--- EXERCISE PASSAGE Enclosed Below ---
Australian politician (1867–1918)

James Chester Manifold (10 February 1867 – 30 October 1918) was an Australian politician and philanthropist.

==Early life==
Manifold was born at Purrumbete, near Camperdown, Victoria, attended Geelong Grammar School, and went to England with his family in 1881. However, the family returned to Australia because the northern climate did not agree with his health, and he subsequently attended Melbourne Church of England Grammar School. When he came into possession of Talindert, a property left to him by his father, he mostly rented it to dairy farmers, to whom he later sold the land on liberal terms. He was a director of the Camperdown Cheese and Butter Factory, established in 1891, and was its chairman after 1907.

He was a member of Hampden Shire Council in the 1890s, being its president twice. On 11 March 1891, he married Lilian Eva Curle.
--- End of Enclosed EXERCISE PASSAGE ---
--- EXTRACTED ENTRIES Enclosed Below ---
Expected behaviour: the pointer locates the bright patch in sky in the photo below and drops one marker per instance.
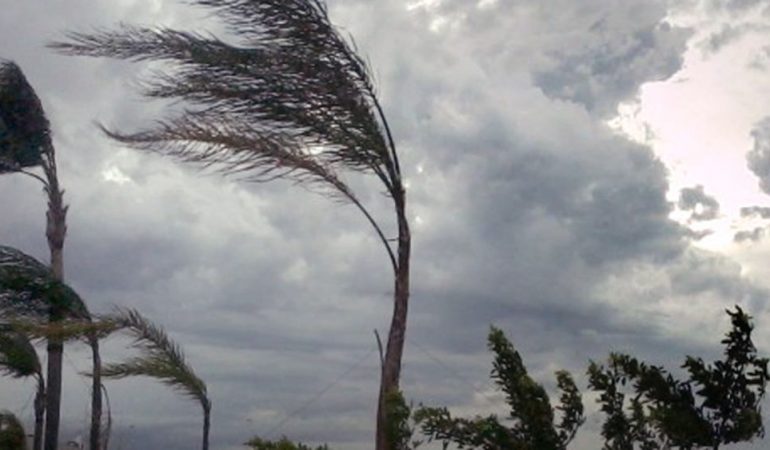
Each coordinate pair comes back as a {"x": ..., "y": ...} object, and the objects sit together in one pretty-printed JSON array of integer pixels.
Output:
[
  {"x": 115, "y": 175},
  {"x": 699, "y": 121}
]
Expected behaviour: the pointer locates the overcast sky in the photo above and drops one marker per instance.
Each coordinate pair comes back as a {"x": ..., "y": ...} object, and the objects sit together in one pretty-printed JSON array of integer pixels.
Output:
[{"x": 588, "y": 175}]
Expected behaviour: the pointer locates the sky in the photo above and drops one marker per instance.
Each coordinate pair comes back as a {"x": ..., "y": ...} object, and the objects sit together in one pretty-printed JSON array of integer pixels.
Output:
[{"x": 590, "y": 176}]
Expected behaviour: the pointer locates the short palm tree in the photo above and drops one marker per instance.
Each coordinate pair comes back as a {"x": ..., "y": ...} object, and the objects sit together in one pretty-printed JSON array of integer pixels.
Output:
[
  {"x": 30, "y": 290},
  {"x": 25, "y": 143},
  {"x": 159, "y": 358},
  {"x": 18, "y": 359},
  {"x": 290, "y": 99}
]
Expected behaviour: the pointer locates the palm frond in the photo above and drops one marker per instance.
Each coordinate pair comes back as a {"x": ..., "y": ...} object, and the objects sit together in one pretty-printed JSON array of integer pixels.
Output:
[
  {"x": 18, "y": 357},
  {"x": 64, "y": 330},
  {"x": 160, "y": 357},
  {"x": 291, "y": 82},
  {"x": 29, "y": 288},
  {"x": 24, "y": 129}
]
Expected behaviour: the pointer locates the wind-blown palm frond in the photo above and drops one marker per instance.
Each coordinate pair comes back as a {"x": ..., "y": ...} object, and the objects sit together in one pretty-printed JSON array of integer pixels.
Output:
[
  {"x": 29, "y": 288},
  {"x": 287, "y": 98},
  {"x": 24, "y": 129},
  {"x": 292, "y": 82},
  {"x": 19, "y": 359},
  {"x": 159, "y": 358}
]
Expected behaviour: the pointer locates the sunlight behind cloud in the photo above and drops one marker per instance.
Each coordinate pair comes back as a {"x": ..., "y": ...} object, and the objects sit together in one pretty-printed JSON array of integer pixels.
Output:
[{"x": 699, "y": 121}]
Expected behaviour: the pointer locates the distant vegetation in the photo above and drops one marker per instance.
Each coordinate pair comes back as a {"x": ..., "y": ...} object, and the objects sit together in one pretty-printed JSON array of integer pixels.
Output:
[{"x": 298, "y": 103}]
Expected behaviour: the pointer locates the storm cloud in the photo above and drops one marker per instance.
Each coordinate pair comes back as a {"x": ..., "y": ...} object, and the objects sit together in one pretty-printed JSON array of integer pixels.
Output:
[{"x": 527, "y": 212}]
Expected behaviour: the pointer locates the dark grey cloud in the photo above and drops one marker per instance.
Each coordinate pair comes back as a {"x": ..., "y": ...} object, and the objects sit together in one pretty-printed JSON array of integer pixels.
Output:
[
  {"x": 603, "y": 74},
  {"x": 700, "y": 205},
  {"x": 527, "y": 212},
  {"x": 759, "y": 156},
  {"x": 756, "y": 211},
  {"x": 754, "y": 235}
]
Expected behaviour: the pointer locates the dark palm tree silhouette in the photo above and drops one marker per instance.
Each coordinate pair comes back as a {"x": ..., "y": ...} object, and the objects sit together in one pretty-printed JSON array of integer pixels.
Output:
[
  {"x": 25, "y": 143},
  {"x": 159, "y": 358},
  {"x": 18, "y": 359},
  {"x": 290, "y": 99}
]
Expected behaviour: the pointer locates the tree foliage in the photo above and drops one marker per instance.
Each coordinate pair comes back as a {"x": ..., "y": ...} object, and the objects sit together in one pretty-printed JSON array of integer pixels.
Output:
[
  {"x": 718, "y": 403},
  {"x": 281, "y": 444},
  {"x": 289, "y": 99},
  {"x": 29, "y": 288},
  {"x": 18, "y": 357},
  {"x": 644, "y": 406},
  {"x": 159, "y": 358},
  {"x": 532, "y": 418},
  {"x": 24, "y": 130}
]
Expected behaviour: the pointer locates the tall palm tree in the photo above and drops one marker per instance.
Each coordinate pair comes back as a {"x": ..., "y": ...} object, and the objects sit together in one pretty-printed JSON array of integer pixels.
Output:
[
  {"x": 25, "y": 143},
  {"x": 159, "y": 358},
  {"x": 12, "y": 436},
  {"x": 291, "y": 99},
  {"x": 18, "y": 359}
]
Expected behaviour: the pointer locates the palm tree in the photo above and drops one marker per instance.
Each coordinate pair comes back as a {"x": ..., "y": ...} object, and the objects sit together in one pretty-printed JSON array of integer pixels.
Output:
[
  {"x": 160, "y": 358},
  {"x": 12, "y": 435},
  {"x": 18, "y": 359},
  {"x": 290, "y": 100},
  {"x": 25, "y": 143}
]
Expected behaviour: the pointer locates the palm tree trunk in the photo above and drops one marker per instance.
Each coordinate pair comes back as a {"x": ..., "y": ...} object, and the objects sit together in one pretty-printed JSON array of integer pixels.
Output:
[
  {"x": 56, "y": 230},
  {"x": 37, "y": 439},
  {"x": 206, "y": 425},
  {"x": 391, "y": 370},
  {"x": 96, "y": 395}
]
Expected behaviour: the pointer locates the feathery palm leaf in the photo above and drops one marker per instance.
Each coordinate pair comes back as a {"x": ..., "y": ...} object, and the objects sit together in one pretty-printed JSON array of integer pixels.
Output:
[
  {"x": 292, "y": 92},
  {"x": 29, "y": 288},
  {"x": 160, "y": 357},
  {"x": 24, "y": 130},
  {"x": 290, "y": 99}
]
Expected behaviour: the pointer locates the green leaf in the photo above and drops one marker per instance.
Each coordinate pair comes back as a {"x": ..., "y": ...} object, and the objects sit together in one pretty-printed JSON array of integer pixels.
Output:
[
  {"x": 29, "y": 288},
  {"x": 24, "y": 129}
]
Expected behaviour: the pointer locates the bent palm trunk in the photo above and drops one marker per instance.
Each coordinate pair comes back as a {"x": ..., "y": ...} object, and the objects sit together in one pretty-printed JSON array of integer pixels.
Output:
[
  {"x": 39, "y": 405},
  {"x": 391, "y": 370},
  {"x": 56, "y": 230}
]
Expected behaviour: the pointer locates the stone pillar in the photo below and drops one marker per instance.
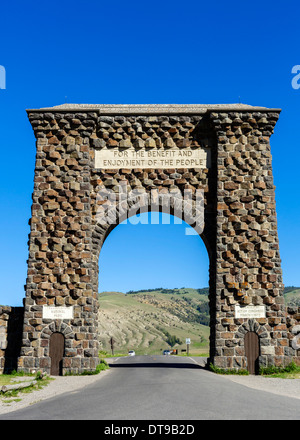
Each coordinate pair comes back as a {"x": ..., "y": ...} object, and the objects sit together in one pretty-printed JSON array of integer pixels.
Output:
[
  {"x": 59, "y": 263},
  {"x": 248, "y": 265}
]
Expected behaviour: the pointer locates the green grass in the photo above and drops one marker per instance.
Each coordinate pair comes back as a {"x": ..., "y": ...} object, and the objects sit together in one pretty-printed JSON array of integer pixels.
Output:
[
  {"x": 140, "y": 321},
  {"x": 291, "y": 371}
]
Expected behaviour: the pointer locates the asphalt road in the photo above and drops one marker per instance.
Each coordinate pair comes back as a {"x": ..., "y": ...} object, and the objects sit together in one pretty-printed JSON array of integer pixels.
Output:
[{"x": 162, "y": 388}]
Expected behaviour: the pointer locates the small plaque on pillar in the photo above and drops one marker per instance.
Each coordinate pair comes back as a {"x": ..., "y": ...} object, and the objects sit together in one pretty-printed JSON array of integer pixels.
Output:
[
  {"x": 58, "y": 312},
  {"x": 249, "y": 312}
]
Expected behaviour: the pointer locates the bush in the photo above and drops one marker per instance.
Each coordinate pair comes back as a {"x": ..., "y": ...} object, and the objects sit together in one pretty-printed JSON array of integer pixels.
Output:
[
  {"x": 269, "y": 371},
  {"x": 218, "y": 370}
]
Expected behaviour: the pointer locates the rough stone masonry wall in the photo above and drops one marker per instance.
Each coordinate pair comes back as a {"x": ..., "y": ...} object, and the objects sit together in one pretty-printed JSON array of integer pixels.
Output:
[
  {"x": 11, "y": 327},
  {"x": 240, "y": 231},
  {"x": 247, "y": 240},
  {"x": 59, "y": 264},
  {"x": 293, "y": 328}
]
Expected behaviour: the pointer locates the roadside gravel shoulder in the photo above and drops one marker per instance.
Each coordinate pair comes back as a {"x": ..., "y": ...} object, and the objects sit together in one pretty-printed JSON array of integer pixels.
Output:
[
  {"x": 60, "y": 385},
  {"x": 282, "y": 387}
]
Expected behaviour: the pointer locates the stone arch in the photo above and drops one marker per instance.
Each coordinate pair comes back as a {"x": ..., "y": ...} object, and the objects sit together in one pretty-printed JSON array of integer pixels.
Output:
[
  {"x": 192, "y": 216},
  {"x": 76, "y": 145}
]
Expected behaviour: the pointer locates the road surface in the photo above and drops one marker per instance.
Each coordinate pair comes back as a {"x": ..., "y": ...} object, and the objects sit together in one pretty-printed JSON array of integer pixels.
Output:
[{"x": 162, "y": 388}]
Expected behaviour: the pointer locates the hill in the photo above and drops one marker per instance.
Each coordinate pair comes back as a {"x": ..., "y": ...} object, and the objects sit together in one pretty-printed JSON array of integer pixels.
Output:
[
  {"x": 292, "y": 296},
  {"x": 150, "y": 321}
]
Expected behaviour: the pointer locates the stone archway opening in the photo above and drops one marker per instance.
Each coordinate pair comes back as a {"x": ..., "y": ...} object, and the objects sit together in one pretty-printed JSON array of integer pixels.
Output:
[
  {"x": 221, "y": 152},
  {"x": 153, "y": 279}
]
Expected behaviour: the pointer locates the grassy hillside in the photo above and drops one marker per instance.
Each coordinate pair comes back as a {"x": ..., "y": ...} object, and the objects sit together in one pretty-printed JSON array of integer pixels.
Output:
[
  {"x": 153, "y": 320},
  {"x": 292, "y": 296},
  {"x": 150, "y": 321}
]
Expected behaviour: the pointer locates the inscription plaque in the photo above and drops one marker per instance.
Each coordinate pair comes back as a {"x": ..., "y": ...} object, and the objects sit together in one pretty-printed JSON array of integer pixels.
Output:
[
  {"x": 58, "y": 312},
  {"x": 250, "y": 311},
  {"x": 152, "y": 158}
]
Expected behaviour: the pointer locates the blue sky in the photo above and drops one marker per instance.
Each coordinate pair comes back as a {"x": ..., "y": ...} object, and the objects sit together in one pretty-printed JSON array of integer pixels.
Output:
[{"x": 144, "y": 52}]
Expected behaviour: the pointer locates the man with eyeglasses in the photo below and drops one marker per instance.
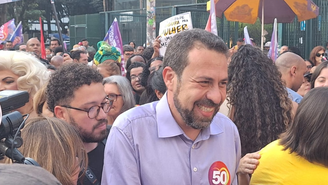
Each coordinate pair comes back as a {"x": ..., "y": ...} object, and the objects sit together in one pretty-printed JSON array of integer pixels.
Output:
[{"x": 75, "y": 94}]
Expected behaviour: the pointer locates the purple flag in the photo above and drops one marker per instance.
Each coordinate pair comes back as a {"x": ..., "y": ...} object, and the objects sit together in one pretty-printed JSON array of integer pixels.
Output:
[
  {"x": 273, "y": 52},
  {"x": 17, "y": 36},
  {"x": 113, "y": 38},
  {"x": 211, "y": 23}
]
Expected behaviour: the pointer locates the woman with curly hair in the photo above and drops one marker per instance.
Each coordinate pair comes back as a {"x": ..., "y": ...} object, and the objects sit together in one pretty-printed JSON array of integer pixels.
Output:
[
  {"x": 57, "y": 147},
  {"x": 260, "y": 106}
]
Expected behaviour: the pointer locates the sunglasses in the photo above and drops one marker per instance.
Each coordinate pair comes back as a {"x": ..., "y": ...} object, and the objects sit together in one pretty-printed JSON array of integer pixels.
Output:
[{"x": 320, "y": 54}]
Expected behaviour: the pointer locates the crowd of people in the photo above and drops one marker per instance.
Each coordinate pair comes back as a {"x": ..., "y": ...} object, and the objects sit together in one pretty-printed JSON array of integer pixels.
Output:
[{"x": 200, "y": 114}]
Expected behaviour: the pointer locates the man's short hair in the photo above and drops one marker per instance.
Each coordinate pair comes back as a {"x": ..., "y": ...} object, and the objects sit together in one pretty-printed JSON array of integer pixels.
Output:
[
  {"x": 66, "y": 80},
  {"x": 127, "y": 48},
  {"x": 77, "y": 54},
  {"x": 55, "y": 39},
  {"x": 176, "y": 55},
  {"x": 148, "y": 53}
]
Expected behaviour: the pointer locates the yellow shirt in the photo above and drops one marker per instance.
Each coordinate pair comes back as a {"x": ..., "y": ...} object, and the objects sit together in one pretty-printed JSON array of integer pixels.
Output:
[{"x": 280, "y": 167}]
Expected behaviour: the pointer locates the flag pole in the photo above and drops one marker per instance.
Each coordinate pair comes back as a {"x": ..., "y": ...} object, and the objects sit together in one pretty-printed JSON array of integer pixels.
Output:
[
  {"x": 11, "y": 37},
  {"x": 262, "y": 27},
  {"x": 57, "y": 23}
]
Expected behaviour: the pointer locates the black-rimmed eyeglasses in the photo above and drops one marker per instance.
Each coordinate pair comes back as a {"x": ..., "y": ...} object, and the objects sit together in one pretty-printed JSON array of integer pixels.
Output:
[
  {"x": 113, "y": 96},
  {"x": 320, "y": 54},
  {"x": 94, "y": 110}
]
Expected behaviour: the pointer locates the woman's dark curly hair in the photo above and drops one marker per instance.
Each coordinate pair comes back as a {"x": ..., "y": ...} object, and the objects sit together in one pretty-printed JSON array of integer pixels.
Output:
[{"x": 261, "y": 108}]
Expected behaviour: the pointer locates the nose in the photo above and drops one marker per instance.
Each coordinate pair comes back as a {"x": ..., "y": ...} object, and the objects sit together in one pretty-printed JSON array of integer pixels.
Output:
[
  {"x": 102, "y": 114},
  {"x": 216, "y": 94}
]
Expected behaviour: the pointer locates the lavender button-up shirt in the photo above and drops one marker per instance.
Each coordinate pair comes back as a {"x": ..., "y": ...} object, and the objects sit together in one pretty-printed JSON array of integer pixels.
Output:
[{"x": 147, "y": 146}]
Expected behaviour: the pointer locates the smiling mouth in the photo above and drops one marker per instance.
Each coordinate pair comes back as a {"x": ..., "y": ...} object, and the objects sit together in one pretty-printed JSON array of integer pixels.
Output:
[{"x": 206, "y": 109}]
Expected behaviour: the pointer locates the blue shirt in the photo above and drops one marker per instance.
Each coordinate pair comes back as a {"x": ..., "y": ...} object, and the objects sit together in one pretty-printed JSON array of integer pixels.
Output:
[
  {"x": 147, "y": 146},
  {"x": 294, "y": 96}
]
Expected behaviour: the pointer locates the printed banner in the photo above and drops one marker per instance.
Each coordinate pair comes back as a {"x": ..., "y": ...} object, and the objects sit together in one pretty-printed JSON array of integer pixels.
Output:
[
  {"x": 172, "y": 26},
  {"x": 113, "y": 38}
]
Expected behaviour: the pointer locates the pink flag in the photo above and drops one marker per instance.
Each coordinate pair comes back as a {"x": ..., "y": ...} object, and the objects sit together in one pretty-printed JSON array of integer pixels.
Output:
[
  {"x": 211, "y": 22},
  {"x": 246, "y": 36},
  {"x": 113, "y": 38},
  {"x": 273, "y": 52},
  {"x": 17, "y": 36},
  {"x": 7, "y": 30}
]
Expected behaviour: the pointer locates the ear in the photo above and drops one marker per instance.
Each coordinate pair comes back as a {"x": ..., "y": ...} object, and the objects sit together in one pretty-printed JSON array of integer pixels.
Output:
[
  {"x": 61, "y": 113},
  {"x": 169, "y": 76},
  {"x": 293, "y": 71},
  {"x": 158, "y": 94}
]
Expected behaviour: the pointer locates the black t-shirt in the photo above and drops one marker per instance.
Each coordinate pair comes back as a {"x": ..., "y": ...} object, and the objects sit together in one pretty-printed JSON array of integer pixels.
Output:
[{"x": 96, "y": 162}]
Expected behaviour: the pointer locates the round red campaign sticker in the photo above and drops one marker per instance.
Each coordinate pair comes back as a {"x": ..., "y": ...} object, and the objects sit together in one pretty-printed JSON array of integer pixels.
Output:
[{"x": 218, "y": 174}]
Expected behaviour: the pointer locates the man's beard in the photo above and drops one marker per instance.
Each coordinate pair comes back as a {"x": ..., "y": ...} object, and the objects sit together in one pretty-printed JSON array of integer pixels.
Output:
[
  {"x": 90, "y": 137},
  {"x": 189, "y": 117}
]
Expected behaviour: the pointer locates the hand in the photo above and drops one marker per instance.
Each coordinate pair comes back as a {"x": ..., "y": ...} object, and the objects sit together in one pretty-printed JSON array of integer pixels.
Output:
[
  {"x": 67, "y": 58},
  {"x": 248, "y": 163}
]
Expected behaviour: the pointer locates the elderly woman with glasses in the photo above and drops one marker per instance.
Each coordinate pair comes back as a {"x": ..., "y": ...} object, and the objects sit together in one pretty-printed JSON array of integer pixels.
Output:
[{"x": 118, "y": 88}]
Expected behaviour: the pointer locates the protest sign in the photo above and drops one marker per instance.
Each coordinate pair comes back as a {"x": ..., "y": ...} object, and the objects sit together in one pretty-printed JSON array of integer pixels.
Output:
[{"x": 172, "y": 26}]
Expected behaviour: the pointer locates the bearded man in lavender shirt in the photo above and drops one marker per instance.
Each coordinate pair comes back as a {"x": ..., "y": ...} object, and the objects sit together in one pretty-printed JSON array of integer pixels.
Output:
--- End of Enclosed EXTRACTED ENTRIES ---
## WORK INSTRUCTIONS
1 > Copy the Manifold passage word for word from "James Chester Manifold" up to and including "chairman after 1907.".
2 > Resume the Manifold passage, continuing from its last sentence.
The data have no connection to the Manifold passage.

## EXPECTED RESPONSES
1 >
James Chester Manifold (10 February 1867 – 30 October 1918) was an Australian politician and philanthropist.

==Early life==
Manifold was born at Purrumbete, near Camperdown, Victoria, attended Geelong Grammar School, and went to England with his family in 1881. However, the family returned to Australia because the northern climate did not agree with his health, and he subsequently attended Melbourne Church of England Grammar School. When he came into possession of Talindert, a property left to him by his father, he mostly rented it to dairy farmers, to whom he later sold the land on liberal terms. He was a director of the Camperdown Cheese and Butter Factory, established in 1891, and was its chairman after 1907.

2 >
==Federal politics==
Manifold was elected to the Australian House of Representatives in 1901 as the inaugural member for Corangamite, representing the Protectionist Party. He retired in 1903 due to ill health, but in 1913 was persuaded to oppose the sitting Labor member, future Prime Minister James Scullin, representing the Commonwealth Liberal Party. He defeated Scullin in the election of that year, and held the seat until his unexpected death from pneumonia on 30 October 1918, during a voyage to North America. He was buried at sea, and was survived by a son and a daughter. In 1921, a statue of Manifold by Nelson Illingworth was unveiled at Camperdown by Prime Minister Stanley Bruce.

His son, Sir Thomas Chester Manifold, was a member of the Victorian Legislative Assembly from 1929 to 1935, representing the electoral district of Hampden for the Nationalist Party and later the United Australia Party.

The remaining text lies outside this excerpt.